SA production figures are (as I understand it) derived from counting tanker loads.
Looking on EIA data their production is exact 100’s or 50’s, and even their NGL numbers stay constant throughout the whole year.

This tells me that some qualified guesswork is involved in finding SA production figures.
Why all this focus on SA? Many countries are in steep declines and if SA should increase their production for some time and from whatever source(s) this could offset the collective decline from some countries for some time.


This focus on SA (though an important oil producer) takes attention away from the BIG PICTURE.

The focus is on KSA today because the OECD + others have gone there cap in hand begging for more oil to combat global warming. It seems they have actually come away with nothing - re-affirmation of recent announcements and a bit of tweaking on the timing of new projects.

I agree that declines in Russia and Nigeria beginning to fall apart faster than ever are all important points in the big picture.

The message must begin to sink in with OECD governments that we are well and truly f*cked - and that their inaction for the last decade is turning an energy crisis into an emergency - hey a good topic for a post!


Sadly I think your comment is spot on. This seems more like a roadshow scrambled together in an effort to convince consumers that soon things will be BAU.
This seems like a SNAFU.

The interesting part of it is the seemingly lack of political will and talent to do anything about demand/consumption.

Euan, your comment;
….that we are well and truly f@kced-“ is that like in FUBAR? ;-)


"The focus is on KSA today because the OECD + others have gone there cap in hand begging for more oil to combat global warming."

Brilliant example of how our politicians speak in forked tongues and act at cross purposes

The focus is on KSA today because the OECD + others have gone there cap in hand begging for more oil to combat global warming.

That has to be Quote of the Year.

Brilliant one, Euan!

Does anyone know where I can locate information about planned new refineries and upgrades to refineries so that they will be able to handle heavy sour crudes?

-=-=-=-=-

## [Required task A]
Copy out the lines of the listing below, starting with the line that contains "Localize young man" and going on through the line that contains "[264, 524, 278, 551]", with both of those lines included.

## [Data in this exercise]
-=-=-=-=-

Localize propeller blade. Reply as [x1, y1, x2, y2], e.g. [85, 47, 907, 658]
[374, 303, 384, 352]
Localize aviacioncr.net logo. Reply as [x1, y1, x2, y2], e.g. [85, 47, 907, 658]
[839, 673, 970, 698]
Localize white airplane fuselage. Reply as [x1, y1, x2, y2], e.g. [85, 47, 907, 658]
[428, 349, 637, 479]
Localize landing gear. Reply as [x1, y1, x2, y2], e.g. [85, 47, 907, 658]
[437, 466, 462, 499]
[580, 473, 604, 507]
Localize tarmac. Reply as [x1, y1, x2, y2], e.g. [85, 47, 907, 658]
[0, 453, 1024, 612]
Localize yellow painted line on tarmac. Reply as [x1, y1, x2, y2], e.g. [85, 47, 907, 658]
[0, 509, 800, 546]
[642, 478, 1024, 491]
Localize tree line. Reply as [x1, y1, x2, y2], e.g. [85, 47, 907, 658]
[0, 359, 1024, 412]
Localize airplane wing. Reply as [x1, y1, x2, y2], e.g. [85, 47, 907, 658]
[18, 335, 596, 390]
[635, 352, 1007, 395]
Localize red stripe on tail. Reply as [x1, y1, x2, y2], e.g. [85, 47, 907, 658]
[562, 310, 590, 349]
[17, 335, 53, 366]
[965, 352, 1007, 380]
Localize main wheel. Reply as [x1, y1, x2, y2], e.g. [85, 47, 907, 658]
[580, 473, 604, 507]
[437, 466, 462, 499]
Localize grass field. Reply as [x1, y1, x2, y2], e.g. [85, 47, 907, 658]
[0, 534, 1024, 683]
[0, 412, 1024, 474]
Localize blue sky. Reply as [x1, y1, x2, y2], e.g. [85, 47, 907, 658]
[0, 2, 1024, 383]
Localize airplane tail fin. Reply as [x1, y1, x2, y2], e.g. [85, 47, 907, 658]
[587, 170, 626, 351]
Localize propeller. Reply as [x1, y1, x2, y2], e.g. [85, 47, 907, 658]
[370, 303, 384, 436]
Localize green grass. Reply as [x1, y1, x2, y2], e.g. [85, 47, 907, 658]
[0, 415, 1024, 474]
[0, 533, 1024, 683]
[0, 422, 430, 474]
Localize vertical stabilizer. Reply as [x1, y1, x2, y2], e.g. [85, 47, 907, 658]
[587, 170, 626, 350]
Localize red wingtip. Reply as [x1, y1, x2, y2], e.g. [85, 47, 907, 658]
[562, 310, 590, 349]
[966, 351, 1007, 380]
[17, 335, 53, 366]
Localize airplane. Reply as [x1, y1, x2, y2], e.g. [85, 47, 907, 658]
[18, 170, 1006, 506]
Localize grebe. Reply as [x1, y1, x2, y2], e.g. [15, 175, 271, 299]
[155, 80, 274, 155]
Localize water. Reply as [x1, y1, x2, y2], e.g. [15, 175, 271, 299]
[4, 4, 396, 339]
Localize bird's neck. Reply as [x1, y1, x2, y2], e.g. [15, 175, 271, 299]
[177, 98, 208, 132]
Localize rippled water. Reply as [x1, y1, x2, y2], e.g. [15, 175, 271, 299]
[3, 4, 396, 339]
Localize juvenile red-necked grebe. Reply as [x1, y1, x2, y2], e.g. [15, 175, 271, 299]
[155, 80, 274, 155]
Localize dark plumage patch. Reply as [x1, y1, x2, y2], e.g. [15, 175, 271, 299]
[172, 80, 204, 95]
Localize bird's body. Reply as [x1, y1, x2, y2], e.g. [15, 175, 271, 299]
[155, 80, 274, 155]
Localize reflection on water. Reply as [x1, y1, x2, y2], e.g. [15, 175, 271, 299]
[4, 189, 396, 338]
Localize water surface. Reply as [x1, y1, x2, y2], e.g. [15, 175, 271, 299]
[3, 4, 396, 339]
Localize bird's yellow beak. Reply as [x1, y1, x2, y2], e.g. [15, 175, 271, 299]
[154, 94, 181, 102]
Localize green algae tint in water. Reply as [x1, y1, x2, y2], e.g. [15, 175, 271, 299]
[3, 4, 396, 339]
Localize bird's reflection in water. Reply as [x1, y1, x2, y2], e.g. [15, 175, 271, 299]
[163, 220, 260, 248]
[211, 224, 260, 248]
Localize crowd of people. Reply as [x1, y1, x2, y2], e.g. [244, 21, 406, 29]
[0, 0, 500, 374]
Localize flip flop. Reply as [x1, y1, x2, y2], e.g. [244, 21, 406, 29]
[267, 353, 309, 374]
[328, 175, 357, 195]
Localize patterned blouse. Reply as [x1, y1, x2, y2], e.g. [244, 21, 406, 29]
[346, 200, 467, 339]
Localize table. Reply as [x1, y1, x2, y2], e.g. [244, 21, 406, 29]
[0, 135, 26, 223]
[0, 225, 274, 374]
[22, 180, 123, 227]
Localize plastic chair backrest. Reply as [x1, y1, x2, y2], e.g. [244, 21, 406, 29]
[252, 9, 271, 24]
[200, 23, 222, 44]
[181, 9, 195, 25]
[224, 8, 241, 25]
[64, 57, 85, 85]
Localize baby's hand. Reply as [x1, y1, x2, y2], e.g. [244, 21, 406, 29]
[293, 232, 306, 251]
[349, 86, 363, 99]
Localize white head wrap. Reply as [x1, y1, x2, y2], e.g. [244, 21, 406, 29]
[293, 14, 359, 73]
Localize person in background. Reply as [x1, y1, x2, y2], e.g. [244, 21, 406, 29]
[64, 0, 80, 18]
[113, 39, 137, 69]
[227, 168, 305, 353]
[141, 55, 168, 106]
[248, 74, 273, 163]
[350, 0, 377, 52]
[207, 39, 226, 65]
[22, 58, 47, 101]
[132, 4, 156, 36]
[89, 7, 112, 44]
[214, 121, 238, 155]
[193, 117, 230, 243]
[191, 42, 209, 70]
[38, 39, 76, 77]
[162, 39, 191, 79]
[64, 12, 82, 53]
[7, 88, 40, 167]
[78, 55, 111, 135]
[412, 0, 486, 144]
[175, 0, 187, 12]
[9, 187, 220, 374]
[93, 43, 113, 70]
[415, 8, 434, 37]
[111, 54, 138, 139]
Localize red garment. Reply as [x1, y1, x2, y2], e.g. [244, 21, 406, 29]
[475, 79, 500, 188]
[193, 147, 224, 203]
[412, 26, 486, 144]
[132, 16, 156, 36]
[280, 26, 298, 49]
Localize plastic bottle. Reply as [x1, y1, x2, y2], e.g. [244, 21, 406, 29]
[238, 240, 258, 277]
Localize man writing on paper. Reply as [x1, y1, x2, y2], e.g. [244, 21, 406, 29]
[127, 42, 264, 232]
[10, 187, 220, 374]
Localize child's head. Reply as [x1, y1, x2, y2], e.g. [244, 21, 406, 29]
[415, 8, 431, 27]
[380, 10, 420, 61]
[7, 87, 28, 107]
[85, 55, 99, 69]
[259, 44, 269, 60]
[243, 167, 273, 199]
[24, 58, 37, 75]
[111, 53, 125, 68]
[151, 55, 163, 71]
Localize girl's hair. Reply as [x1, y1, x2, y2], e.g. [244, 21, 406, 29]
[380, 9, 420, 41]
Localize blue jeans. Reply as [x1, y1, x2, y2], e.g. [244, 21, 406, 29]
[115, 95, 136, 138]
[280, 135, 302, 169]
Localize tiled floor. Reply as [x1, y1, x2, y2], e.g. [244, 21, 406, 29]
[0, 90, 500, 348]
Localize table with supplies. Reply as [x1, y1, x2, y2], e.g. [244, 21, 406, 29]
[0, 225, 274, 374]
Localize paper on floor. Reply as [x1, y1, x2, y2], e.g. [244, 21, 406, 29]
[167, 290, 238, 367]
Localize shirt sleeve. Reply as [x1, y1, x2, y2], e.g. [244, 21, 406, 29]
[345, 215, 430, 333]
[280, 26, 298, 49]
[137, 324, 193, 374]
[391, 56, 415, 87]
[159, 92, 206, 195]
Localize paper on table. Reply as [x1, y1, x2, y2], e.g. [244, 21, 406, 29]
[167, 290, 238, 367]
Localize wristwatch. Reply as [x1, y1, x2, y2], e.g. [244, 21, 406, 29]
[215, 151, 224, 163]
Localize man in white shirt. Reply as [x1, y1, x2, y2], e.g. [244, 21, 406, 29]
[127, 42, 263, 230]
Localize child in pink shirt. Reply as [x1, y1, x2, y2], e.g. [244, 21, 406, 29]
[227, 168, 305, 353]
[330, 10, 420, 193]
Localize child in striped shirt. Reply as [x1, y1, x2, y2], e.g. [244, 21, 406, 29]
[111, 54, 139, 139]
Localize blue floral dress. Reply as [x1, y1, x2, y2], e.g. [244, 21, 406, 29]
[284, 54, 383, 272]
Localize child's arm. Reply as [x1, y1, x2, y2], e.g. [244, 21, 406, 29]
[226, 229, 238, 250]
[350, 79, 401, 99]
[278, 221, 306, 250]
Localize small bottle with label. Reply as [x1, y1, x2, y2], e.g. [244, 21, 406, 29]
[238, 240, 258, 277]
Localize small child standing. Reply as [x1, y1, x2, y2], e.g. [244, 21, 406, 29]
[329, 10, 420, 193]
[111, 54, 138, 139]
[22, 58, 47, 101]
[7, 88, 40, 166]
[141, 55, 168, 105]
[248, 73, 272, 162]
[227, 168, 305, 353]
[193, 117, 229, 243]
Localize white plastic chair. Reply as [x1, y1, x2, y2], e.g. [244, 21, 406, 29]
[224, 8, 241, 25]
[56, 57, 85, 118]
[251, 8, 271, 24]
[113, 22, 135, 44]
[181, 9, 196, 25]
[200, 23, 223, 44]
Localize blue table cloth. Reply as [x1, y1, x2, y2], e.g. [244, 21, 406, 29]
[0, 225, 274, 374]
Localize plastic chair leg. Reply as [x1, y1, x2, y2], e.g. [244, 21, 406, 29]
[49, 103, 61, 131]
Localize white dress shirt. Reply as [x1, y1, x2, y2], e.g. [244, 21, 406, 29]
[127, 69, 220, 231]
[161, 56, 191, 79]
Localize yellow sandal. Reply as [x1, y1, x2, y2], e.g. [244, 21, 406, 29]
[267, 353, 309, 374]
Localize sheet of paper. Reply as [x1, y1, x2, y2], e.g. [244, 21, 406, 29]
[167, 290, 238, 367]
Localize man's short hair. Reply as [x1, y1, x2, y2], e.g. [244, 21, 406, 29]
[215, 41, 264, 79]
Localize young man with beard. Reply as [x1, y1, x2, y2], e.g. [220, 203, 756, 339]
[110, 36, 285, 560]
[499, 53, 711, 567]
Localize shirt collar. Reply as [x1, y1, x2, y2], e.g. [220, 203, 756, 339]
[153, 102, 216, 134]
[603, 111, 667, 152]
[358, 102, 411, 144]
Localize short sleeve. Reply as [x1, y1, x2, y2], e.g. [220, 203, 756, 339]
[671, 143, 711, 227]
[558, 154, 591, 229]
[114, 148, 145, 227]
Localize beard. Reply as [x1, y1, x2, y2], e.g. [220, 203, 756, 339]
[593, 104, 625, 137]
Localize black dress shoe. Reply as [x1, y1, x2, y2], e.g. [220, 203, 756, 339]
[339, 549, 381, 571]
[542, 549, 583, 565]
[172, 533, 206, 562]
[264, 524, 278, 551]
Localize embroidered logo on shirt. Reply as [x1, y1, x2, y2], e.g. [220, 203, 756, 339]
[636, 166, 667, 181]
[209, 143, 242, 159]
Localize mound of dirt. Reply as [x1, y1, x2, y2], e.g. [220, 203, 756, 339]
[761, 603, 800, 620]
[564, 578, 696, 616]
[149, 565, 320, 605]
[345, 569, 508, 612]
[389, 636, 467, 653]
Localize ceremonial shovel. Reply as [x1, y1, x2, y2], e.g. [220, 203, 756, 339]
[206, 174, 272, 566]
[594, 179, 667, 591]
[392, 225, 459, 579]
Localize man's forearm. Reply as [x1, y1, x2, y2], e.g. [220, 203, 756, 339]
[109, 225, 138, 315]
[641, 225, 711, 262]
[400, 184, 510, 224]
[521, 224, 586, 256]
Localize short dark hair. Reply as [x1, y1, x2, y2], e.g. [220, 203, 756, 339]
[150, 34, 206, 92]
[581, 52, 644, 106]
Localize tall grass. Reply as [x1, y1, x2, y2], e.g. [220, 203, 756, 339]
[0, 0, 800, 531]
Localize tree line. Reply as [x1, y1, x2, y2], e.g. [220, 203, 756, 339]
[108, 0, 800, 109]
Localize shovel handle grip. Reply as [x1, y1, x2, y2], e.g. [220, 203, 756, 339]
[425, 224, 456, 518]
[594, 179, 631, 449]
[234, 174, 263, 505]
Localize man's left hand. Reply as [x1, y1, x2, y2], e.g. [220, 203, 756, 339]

-=-=-=-=-

## [Required task B]
Carry the comment thread about Saudi oil production further, picking up after its last post.

## [Expected answer A]
Localize young man with beard. Reply as [x1, y1, x2, y2], e.g. [220, 203, 756, 339]
[110, 36, 285, 560]
[499, 53, 711, 567]
Localize shirt collar. Reply as [x1, y1, x2, y2], e.g. [220, 203, 756, 339]
[153, 102, 216, 134]
[603, 111, 667, 152]
[358, 102, 411, 144]
Localize short sleeve. Reply as [x1, y1, x2, y2], e.g. [220, 203, 756, 339]
[671, 143, 711, 227]
[558, 154, 591, 229]
[114, 148, 145, 227]
Localize beard. Reply as [x1, y1, x2, y2], e.g. [220, 203, 756, 339]
[593, 104, 625, 137]
Localize black dress shoe. Reply as [x1, y1, x2, y2], e.g. [220, 203, 756, 339]
[339, 549, 381, 571]
[542, 549, 583, 565]
[172, 533, 206, 562]
[264, 524, 278, 551]

## [Expected answer B]
Its an interesting project for someone who has time to pursue. Al I know is that Total have a JV in Saudi to build either 1 or 2 new refineries to refine this heavy sour crude - 400 to 800,000 bpd - others here will know more about this than I.

The new Reliance refinery in Jamnagar India is expressly designed to process heavy sour crude from KSA. When operational later this year, it will be the worlds largest refinery.

Highly significant. This will allow Saudi to raise production - and help solve the energy crisis in India.

Installing 600,000 bpd new capacity ready to go 2008.

Well, the BP refinery in Whiting, Indiana (400,000 bpd)is starting a project to enable them to handle heavy crudes. Estimated project completion is 3 to 4 years out.

Kind of leaning towards 'circle-jerk ' here, lol. Another lame attempt to keep a lid on things by repeating old time-worn rhetoric...

Difficult to make diesel with NGL!

But not from methane. Shell pride themselves in their clean and friendly GTL technology, turning Qatari natural gas into a clean environmentally friendly designer diesel fuel.

And once this natural gas has been used to make GTL, it is recycled for export to Abu Dhabi - who would you believe are short of nat gas - and then it gets used again, turned into LNG for use in Europe - where it gets turned into electricity and used to heat damp, drafty homes. One of natures miracles. Re-usable Qatari nat gas.

Has this process been patented yet?$$$$$$$$$$$$$

Recycled (?)

It looks like methane may be a byproduct of the process, but the process itself consumes vast quantities of methane. Do you have some numbers for methane input, versus synthetic fuel output + methane?

At an industry meeting a couple of years ago, during a Q&A, I asked the president of ExxonMobil Production his opinion of GTL versus LNG, and he said he favored LNG, because of net energy considerations.

Stage 1: 15(CH4) ------- C15H32 + 14(H2)

Stage 2: C15H32 + 23(O2) ----- 15(CO2) + 16(H2O) (this is the clever Audi turbo diesel part)

Stage 3: 2(H2O) + CO2 + pixie dust -------- CH4 + 2(O2)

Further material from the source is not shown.